**WHAT IS EXPECTED**
Identify every line in the listing below that contains the word "distance" and copy each such line in full.

**ENTRIES**

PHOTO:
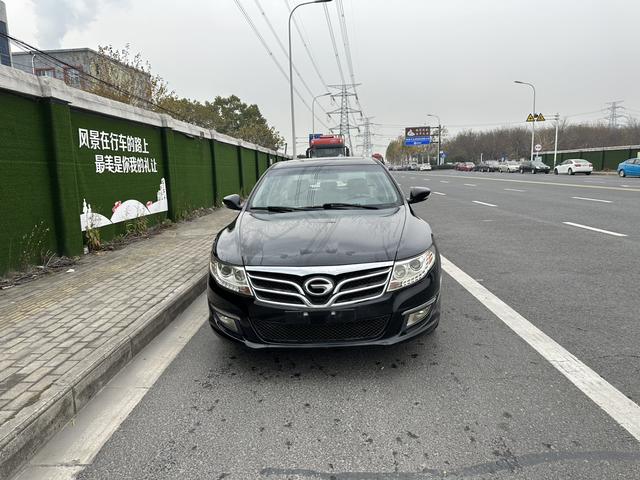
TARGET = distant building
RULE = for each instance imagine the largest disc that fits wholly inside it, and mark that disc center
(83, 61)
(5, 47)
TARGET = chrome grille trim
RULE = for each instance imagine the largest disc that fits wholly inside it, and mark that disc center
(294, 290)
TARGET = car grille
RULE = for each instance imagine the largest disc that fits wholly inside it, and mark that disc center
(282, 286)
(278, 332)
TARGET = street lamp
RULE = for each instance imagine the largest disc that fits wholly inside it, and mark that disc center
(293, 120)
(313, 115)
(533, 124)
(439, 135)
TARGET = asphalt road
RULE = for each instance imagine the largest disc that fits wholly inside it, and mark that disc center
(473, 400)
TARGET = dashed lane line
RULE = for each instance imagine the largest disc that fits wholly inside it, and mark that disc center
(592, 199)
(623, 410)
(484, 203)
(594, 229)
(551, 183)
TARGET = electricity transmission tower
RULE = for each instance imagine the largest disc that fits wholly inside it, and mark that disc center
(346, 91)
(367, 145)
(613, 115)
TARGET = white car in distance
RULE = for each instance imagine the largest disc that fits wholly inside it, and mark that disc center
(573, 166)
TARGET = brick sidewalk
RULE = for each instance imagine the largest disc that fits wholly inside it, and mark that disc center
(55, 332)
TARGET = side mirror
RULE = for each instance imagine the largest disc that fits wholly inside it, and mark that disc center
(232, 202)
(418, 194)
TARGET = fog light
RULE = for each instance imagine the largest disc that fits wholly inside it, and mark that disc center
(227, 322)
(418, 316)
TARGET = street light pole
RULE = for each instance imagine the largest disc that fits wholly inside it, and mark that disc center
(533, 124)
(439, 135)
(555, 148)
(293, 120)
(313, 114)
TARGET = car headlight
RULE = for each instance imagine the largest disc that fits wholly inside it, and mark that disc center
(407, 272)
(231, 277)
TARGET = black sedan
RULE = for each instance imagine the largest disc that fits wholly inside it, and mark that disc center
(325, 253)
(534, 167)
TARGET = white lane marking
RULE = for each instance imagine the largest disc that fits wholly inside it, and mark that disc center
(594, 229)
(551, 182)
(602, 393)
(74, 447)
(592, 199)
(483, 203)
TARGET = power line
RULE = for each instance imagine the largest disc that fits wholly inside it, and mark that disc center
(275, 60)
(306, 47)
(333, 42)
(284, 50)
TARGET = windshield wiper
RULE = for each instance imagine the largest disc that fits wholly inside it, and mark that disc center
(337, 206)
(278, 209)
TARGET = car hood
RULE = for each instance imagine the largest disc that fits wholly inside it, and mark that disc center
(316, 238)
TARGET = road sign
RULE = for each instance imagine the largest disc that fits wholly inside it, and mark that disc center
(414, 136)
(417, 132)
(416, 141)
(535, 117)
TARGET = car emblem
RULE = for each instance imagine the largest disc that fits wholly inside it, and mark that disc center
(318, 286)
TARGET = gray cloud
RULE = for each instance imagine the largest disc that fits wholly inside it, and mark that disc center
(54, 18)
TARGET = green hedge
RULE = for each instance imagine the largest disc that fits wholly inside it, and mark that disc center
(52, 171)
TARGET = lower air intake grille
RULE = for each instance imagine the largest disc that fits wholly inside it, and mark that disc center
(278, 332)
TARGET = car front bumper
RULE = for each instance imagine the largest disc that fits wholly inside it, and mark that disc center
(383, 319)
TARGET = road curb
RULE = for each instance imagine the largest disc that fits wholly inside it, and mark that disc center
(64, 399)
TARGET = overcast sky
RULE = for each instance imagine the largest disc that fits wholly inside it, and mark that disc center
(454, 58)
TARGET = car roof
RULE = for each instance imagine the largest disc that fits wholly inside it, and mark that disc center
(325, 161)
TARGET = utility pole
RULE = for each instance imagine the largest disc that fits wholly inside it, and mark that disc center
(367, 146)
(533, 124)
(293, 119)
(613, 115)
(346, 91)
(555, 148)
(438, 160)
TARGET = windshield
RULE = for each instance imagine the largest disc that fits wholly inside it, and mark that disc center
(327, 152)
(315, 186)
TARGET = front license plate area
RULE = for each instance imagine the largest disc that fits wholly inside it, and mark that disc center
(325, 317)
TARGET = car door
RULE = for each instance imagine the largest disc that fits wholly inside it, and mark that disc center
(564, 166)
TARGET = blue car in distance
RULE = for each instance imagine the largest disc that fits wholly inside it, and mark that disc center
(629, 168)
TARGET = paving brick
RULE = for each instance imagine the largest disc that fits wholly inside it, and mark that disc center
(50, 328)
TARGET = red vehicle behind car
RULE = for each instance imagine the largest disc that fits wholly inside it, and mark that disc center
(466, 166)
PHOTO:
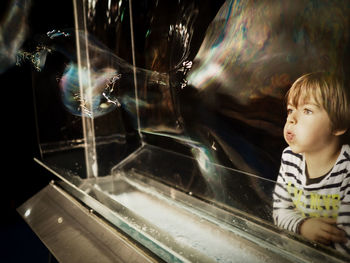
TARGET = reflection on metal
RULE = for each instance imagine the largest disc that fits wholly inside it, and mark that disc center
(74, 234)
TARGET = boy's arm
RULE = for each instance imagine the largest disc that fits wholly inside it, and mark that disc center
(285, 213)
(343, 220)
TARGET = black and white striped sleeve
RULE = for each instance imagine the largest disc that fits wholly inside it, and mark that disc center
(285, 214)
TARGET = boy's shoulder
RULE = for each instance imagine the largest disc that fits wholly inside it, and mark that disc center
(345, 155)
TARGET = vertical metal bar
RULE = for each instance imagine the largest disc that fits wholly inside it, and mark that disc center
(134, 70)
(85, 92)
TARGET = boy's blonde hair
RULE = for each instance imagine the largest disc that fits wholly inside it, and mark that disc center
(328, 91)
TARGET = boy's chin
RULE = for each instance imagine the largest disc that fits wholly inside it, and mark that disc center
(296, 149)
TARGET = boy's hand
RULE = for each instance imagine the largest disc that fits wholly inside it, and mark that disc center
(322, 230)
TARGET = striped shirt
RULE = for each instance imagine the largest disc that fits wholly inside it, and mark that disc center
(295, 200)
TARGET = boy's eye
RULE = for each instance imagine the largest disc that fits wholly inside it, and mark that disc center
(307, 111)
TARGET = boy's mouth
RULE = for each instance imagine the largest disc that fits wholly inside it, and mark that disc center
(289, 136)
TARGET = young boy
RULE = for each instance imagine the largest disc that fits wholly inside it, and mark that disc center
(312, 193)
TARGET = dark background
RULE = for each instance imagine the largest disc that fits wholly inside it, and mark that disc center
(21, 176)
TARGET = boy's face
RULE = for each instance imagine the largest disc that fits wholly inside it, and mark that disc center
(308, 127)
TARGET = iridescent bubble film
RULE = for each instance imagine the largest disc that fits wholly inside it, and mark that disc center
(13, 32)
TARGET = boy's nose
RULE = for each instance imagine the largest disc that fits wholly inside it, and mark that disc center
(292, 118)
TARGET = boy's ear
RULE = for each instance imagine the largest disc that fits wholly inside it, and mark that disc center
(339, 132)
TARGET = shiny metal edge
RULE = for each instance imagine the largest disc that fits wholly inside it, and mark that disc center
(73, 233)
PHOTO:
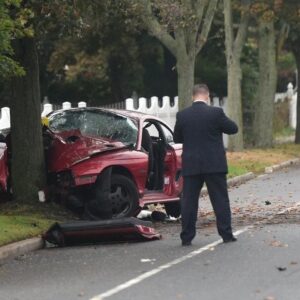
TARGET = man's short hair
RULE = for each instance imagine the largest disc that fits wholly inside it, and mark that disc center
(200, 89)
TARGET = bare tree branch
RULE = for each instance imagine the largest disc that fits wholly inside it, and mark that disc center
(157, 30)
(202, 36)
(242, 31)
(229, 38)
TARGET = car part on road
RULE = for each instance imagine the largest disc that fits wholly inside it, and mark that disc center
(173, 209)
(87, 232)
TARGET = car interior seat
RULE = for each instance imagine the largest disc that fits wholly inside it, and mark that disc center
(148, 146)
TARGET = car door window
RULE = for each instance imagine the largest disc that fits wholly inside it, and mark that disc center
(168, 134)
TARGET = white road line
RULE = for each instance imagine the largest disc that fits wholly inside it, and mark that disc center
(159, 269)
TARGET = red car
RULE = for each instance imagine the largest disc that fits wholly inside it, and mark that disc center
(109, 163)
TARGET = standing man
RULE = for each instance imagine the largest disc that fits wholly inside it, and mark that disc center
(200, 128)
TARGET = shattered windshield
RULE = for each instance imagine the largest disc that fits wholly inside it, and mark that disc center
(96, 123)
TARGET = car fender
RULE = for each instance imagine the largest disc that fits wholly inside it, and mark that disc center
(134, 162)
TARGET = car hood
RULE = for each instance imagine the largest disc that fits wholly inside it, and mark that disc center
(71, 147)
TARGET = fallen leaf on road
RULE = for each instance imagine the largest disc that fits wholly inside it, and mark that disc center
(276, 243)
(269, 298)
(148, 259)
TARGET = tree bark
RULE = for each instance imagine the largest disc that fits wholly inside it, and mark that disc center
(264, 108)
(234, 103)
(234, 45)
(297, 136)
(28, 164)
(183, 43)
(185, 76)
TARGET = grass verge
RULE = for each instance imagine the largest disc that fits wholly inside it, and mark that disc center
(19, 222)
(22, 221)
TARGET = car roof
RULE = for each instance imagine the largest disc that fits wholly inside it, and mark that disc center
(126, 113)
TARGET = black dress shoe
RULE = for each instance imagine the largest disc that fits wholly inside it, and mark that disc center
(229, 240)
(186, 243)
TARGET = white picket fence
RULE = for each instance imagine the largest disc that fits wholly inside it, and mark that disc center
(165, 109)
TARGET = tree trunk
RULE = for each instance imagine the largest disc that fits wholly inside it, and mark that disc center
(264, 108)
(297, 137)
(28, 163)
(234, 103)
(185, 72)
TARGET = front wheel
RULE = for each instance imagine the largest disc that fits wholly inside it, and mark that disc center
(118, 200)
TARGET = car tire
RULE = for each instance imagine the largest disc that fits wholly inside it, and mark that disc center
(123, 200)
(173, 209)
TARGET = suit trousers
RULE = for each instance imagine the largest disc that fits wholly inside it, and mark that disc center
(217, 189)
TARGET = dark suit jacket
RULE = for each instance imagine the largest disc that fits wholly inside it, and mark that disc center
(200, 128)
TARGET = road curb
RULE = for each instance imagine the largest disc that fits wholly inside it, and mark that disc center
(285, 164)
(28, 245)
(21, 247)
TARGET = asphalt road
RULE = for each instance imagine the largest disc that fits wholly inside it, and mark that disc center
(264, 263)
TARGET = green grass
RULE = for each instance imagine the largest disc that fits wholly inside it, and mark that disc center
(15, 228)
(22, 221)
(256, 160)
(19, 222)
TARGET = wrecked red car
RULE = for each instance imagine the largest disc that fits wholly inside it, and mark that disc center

==

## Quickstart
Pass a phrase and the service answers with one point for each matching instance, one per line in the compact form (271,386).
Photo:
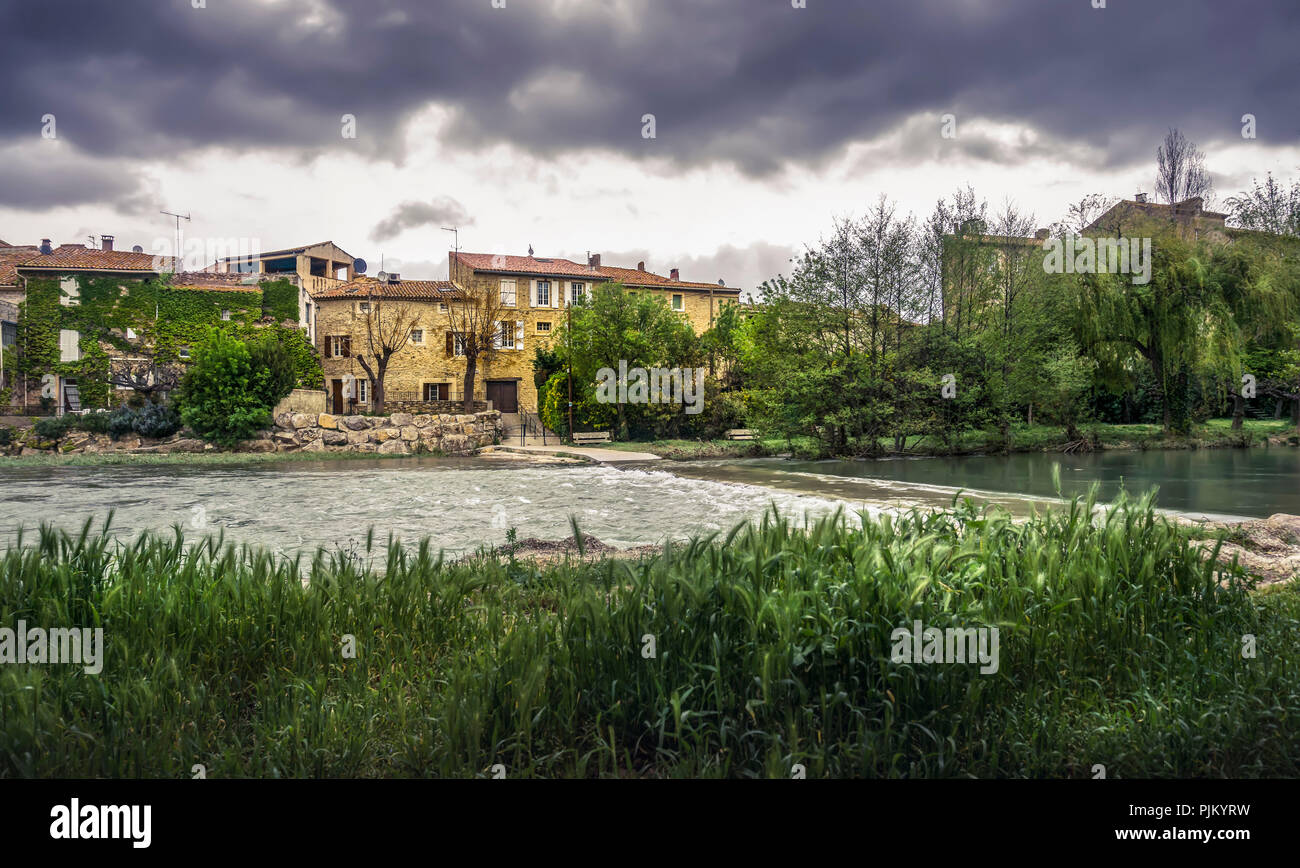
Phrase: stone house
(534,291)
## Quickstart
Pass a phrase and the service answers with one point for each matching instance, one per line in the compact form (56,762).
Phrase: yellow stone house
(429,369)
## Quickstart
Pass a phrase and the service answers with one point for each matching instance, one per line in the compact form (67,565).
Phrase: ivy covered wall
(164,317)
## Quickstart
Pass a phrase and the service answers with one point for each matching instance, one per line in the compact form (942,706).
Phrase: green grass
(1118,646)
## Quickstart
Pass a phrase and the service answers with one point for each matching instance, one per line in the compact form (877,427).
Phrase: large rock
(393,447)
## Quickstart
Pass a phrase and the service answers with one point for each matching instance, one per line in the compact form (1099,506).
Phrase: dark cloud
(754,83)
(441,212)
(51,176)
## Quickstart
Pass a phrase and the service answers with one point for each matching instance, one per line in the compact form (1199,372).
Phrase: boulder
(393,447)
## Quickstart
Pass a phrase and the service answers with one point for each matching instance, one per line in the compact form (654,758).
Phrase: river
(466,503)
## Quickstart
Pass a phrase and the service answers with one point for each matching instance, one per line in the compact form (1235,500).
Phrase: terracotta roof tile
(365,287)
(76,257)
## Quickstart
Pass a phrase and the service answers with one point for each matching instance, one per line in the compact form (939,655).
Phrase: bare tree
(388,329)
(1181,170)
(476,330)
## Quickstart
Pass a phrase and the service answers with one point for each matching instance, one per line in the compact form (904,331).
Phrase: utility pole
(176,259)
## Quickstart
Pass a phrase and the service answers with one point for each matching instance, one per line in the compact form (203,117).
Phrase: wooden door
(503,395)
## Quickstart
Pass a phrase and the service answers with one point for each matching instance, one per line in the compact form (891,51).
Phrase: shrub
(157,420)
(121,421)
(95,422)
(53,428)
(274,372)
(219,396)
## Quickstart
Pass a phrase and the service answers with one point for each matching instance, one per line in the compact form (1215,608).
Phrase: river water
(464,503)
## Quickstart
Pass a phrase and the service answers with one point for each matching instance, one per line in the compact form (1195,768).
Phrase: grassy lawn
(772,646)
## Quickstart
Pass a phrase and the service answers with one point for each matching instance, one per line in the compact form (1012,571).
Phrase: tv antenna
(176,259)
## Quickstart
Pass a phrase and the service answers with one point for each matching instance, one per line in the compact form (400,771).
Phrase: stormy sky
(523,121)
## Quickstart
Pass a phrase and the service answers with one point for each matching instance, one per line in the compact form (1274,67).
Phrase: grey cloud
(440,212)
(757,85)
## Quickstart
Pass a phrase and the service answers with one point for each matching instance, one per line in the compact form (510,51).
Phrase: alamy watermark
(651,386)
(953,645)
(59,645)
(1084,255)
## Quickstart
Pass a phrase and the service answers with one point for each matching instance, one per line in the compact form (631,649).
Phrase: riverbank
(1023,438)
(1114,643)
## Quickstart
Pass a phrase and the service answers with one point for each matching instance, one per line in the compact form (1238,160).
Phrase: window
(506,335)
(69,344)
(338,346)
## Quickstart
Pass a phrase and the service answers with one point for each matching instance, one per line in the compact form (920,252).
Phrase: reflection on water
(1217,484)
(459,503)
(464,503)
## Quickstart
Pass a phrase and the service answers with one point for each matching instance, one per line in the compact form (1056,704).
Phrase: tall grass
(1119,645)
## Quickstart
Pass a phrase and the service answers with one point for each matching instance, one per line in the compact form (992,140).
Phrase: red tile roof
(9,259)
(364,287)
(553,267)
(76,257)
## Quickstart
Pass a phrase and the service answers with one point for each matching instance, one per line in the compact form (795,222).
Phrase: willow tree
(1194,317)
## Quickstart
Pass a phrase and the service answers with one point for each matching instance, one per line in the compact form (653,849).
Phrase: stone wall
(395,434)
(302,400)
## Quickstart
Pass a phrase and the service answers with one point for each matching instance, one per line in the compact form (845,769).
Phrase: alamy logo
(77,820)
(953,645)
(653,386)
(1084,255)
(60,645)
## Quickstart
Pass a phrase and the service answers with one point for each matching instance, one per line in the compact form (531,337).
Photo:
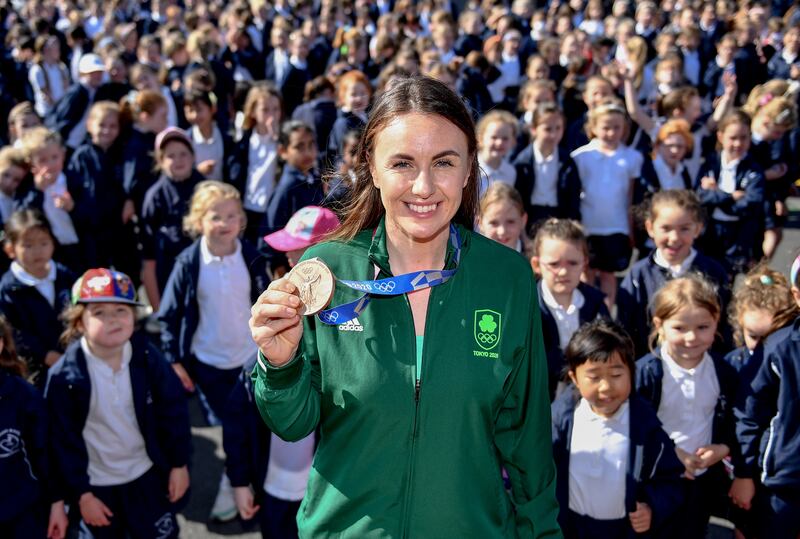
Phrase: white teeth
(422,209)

**COMPLETED TASK**
TARGET = white car in distance
TARGET = blue car in distance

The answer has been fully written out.